### The data
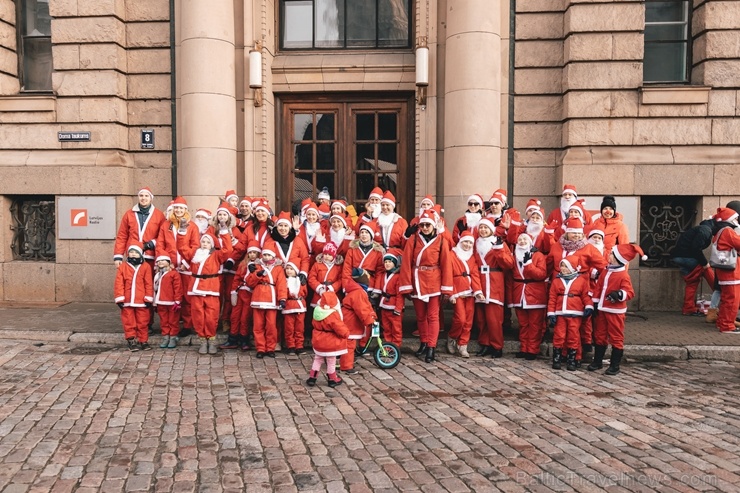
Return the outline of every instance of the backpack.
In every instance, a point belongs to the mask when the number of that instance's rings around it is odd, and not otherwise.
[[[725,228],[722,228],[717,233],[717,239],[719,239],[724,230]],[[709,265],[715,269],[735,270],[735,267],[737,267],[737,250],[734,248],[730,250],[718,250],[717,242],[713,241],[712,250],[709,254]]]

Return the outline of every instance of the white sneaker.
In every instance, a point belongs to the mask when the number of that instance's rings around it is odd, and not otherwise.
[[[735,327],[735,330],[721,330],[720,334],[740,334],[740,327]]]
[[[465,344],[464,346],[458,346],[458,351],[460,351],[460,357],[462,358],[470,358],[470,354],[468,354],[468,345]]]
[[[457,342],[452,337],[447,338],[447,352],[450,354],[455,354],[455,346],[457,346]]]
[[[275,343],[275,351],[282,351],[283,347],[280,345],[280,343]]]

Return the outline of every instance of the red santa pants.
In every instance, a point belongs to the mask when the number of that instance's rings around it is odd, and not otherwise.
[[[180,313],[172,311],[172,305],[158,305],[157,313],[163,336],[176,336],[180,333]]]
[[[231,281],[234,274],[224,272],[221,275],[221,316],[219,320],[228,320],[231,323]]]
[[[720,332],[735,330],[735,317],[740,305],[740,284],[720,284],[719,290],[717,328]]]
[[[237,291],[236,306],[231,309],[231,328],[229,334],[232,336],[246,337],[249,334],[249,322],[252,321],[252,294],[240,289]],[[229,300],[231,303],[231,300]]]
[[[594,343],[624,349],[624,313],[598,311],[594,317]]]
[[[121,309],[123,336],[136,338],[139,342],[149,341],[149,308],[125,306]]]
[[[258,353],[275,351],[277,344],[277,310],[263,310],[253,308],[254,316],[254,348]]]
[[[482,346],[492,346],[494,349],[504,348],[504,307],[498,303],[477,303],[476,310],[479,310],[479,328],[478,344]]]
[[[473,328],[475,298],[472,296],[457,298],[452,306],[452,328],[449,337],[455,339],[458,346],[467,346],[470,342],[470,331]]]
[[[303,322],[306,312],[283,315],[285,345],[291,349],[303,349]]]
[[[191,296],[190,297],[193,327],[199,337],[216,337],[218,326],[218,296]]]
[[[339,369],[347,371],[355,367],[355,347],[358,339],[347,339],[347,352],[339,357]]]
[[[545,333],[544,308],[517,308],[519,321],[519,350],[523,353],[539,354],[542,336]]]
[[[380,309],[380,324],[383,326],[383,340],[399,348],[403,342],[402,315],[394,315],[393,310]]]
[[[419,338],[422,343],[426,342],[427,346],[436,348],[439,338],[439,296],[431,296],[427,302],[417,298],[412,299],[419,327]]]
[[[581,347],[581,317],[559,316],[552,335],[552,347],[578,349]]]
[[[191,307],[191,298],[189,294],[190,288],[193,287],[193,276],[187,274],[180,274],[180,282],[182,283],[182,290],[185,292],[185,296],[182,297],[182,307],[180,308],[180,319],[182,320],[182,326],[186,329],[193,328],[193,316]]]
[[[696,312],[696,291],[699,289],[702,278],[707,280],[710,288],[714,288],[714,269],[705,269],[703,266],[697,265],[683,278],[686,288],[683,292],[681,312],[684,315],[691,315]]]

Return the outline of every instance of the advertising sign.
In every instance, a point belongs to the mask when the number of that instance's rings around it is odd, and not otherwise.
[[[59,197],[60,240],[112,240],[116,237],[115,197]]]

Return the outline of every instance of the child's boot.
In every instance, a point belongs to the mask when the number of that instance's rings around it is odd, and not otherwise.
[[[162,342],[159,343],[159,347],[164,349],[170,343],[170,336],[162,336]]]
[[[180,338],[177,336],[170,336],[170,342],[167,344],[167,349],[175,349],[177,347],[177,341],[179,341]]]
[[[208,339],[208,354],[218,354],[218,345],[216,345],[215,337]]]
[[[624,355],[624,349],[616,349],[612,347],[612,355],[609,358],[609,368],[606,369],[604,375],[616,375],[619,373],[619,363],[622,362],[622,355]]]
[[[468,353],[468,345],[463,344],[462,346],[457,347],[457,351],[460,353],[460,356],[463,358],[470,358],[470,353]]]
[[[200,347],[198,348],[198,354],[208,354],[208,339],[205,337],[199,337]]]
[[[586,369],[588,371],[601,370],[604,367],[604,353],[606,353],[606,346],[594,346],[594,359]]]
[[[128,350],[131,351],[132,353],[139,351],[141,349],[135,337],[126,339],[126,342],[128,343]]]
[[[452,337],[447,338],[447,352],[449,354],[455,354],[456,341]]]
[[[308,380],[306,380],[306,385],[308,385],[309,387],[313,387],[314,385],[316,385],[316,377],[318,375],[319,375],[318,371],[311,370],[311,373],[308,374]]]
[[[337,372],[327,373],[326,378],[329,380],[329,387],[331,388],[334,388],[337,385],[342,385],[342,382],[344,382],[344,380],[339,378],[339,375],[337,375]]]
[[[435,351],[435,348],[433,347],[427,348],[427,355],[424,357],[425,363],[431,363],[434,361],[434,351]]]
[[[422,342],[422,343],[421,343],[421,344],[419,345],[419,349],[417,349],[417,350],[416,350],[416,352],[415,352],[414,354],[415,354],[415,355],[416,355],[417,357],[421,357],[421,356],[424,356],[424,355],[426,355],[426,354],[427,354],[427,343],[426,343],[426,342]]]
[[[568,349],[568,359],[565,361],[565,369],[576,371],[576,350]]]
[[[562,368],[563,349],[559,347],[552,348],[552,369],[560,370]]]
[[[237,340],[237,336],[233,336],[231,334],[229,334],[229,338],[226,339],[226,342],[219,346],[220,349],[236,349],[238,347],[239,341]]]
######
Exercise brief: Look over the data above and show each line that contains "Return".

Solution to the exercise:
Return the outline of every instance of the backpack.
Return the outline of every instance of the white sneaker.
Return the outline of every instance of the red santa pants.
Return the outline of every instance of the advertising sign.
Return the outline of every instance of the child's boot.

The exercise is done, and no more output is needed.